──────── Selected extract ────────
II. Issues Raised and Standard of Review

[12] I formulate the issues as follows:

A. Should an Anonymity Order be granted, and if so, of what scope?

B. Is the New Evidence admissible?

C. Did the Officer render an unreasonable decision with respect to the Applicant’s fear of:

i. religious persecution;

ii. perceived political beliefs; and/or

iii. forced marriage?

[13] As described by Justice Alan Diner in Valencia Martinez v Canada (Citizenship and Immigration), 2019 FC 1 at para 1, a PRRA is:

the last formal risk assessment given to qualifying individuals before they are removed from Canada. The PRRA process seeks to ensure that those individuals are not sent to a country where their lives would be in danger or where they would be at risk of persecution, torture, or other cruel and unusual treatment or punishment, consistent with Canada’s obligations under international law.

[14] Nevertheless, it is the Applicant that bears the burden of proving that the PRRA application should be granted (Qosaj v Canada (Citizenship and Immigration), 2021 FC 565 at para 30).

[15] The Applicant’s submissions refer to “errors in law” without specifying the standard of review. The Respondent submits that the applicable standard of review is that of reasonableness, as set out in Canada (Minister of Citizenship and Immigration) v Vavilov, 2019 SCC 65 [Vavilov]. I agree with the Respondent.
──────── Information provided ────────
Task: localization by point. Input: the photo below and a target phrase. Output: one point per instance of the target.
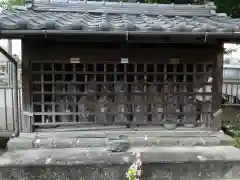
────────
Problem requirements:
Which party does the decision excerpt say bears the burden of proving that the PRRA application should be granted? Rely on the decision excerpt alone.

Right answer:
The Applicant bears that burden.